繰り返すが、このルートは初回から目的とするものに行き当たるとは限らない。むしろ、そうでない可能性のほうが高い。うまく行かなかった
場合は日を改めまた挑戦してほしい。この繰り返しをする間にあなたの心は確実に八幡山に絡め取られていく。
以上で5座を散歩コースに組み込む場合の概略紹介を終える。参考のため我が家からこれらの散歩コース(自宅から出発し、一般道、
山道、一般道の順に通過して自宅に戻る)の距離を提示する。FT:9.9キロ、KG:7.2キロ、GR:7.1キロ、JB:8.7キロ、HM:7.5キロである。
一般道の歩き方がそれぞれ違うので山までの距離が総距離を反映していない。一番長いFTで2時間30分程度、その他は2時間前後の
所要時間で年金生活者の時間つぶしにもなっている。5座が似たような距離にあるということは私は5座の焦点に住んでいるようで、
幸運に思う。どこまでも自己陶酔型の人間である。
この文章を辛抱強くここまで読まれたあなたは直ちに思い浮かべるかも知れない。
GR-KGとJB-HMという接続である。そう、あなたは正しい。鏡西通り、八陣通りをそれぞれに挟んでこれらの接続は可能である。しかし私は接続を
強くはお勧めしない(もちろん拒みもしない)。散歩ルートに2つの山を加えると日常の散歩コースの限度を超えると考えるからである。
紹介した5座を月金で歩き、週末は休養に当てるということを実行する人はいないと思うが、もしあなたがそれを実行したら、あなたは
スーパーサイヤ人ならぬスーパー里山人になる。こういう私もいつかはやってやろうと思うが、私の場合はスーパー変人となるに違いない。

• **作業内容**:
抜粋文で距離が示されている散歩コースを、略称と距離の組み合わせですべて書き出してください。

• **データ行**:
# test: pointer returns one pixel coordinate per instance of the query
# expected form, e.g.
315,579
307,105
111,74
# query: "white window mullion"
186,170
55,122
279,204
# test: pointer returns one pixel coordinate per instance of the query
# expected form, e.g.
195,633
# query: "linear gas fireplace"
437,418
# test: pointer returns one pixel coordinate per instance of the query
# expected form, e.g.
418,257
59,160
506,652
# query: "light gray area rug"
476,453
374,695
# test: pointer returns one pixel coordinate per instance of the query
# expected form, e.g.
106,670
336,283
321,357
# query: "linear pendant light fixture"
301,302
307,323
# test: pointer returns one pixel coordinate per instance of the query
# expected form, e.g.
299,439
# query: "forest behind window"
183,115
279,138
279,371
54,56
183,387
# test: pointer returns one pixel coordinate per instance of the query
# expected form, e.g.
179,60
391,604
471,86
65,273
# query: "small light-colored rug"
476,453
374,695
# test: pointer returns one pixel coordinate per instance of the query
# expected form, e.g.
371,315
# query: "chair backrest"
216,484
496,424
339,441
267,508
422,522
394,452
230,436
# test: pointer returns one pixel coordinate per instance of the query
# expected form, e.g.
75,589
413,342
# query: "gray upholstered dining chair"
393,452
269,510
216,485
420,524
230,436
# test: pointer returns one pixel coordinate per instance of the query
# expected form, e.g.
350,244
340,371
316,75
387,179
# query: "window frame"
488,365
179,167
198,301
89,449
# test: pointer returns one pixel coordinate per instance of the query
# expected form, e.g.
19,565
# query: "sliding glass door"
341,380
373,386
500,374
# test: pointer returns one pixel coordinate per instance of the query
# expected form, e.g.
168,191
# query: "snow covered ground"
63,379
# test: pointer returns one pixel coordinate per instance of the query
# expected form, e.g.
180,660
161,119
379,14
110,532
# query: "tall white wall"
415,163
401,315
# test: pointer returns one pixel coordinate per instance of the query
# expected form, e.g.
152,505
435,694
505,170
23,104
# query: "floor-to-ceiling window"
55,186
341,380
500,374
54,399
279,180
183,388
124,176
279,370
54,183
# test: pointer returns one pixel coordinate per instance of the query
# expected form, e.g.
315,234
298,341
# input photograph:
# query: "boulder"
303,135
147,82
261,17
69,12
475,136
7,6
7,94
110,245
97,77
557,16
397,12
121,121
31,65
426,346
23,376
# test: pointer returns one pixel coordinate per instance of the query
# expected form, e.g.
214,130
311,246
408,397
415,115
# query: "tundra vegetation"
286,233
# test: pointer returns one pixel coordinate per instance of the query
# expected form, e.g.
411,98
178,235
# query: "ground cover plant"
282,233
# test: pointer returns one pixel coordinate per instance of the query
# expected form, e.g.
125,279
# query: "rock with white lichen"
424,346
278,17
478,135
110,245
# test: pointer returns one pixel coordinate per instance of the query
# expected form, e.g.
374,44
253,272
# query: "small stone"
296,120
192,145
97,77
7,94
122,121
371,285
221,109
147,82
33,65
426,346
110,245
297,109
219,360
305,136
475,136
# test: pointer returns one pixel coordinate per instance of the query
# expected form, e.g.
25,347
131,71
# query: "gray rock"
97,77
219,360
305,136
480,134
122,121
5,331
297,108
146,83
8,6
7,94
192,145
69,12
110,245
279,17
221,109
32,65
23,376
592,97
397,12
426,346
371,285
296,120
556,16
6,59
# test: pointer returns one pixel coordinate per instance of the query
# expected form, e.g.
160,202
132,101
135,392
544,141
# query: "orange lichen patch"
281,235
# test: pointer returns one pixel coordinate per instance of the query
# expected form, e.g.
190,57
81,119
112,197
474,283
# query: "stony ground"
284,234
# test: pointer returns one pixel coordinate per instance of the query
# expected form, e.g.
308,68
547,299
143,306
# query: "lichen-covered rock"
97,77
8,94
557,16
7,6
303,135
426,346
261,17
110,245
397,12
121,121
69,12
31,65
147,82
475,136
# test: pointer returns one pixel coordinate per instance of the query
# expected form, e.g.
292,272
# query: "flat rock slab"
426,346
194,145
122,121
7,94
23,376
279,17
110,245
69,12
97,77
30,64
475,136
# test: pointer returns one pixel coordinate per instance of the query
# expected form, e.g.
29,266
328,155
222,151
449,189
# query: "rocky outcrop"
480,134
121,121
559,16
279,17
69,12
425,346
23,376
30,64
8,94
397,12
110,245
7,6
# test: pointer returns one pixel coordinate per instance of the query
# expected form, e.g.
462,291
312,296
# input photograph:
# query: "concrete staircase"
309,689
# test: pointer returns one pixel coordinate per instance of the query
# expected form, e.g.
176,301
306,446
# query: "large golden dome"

• **正しい答え**:
FT:9.9キロ
KG:7.2キロ
GR:7.1キロ
JB:8.7キロ
HM:7.5キロ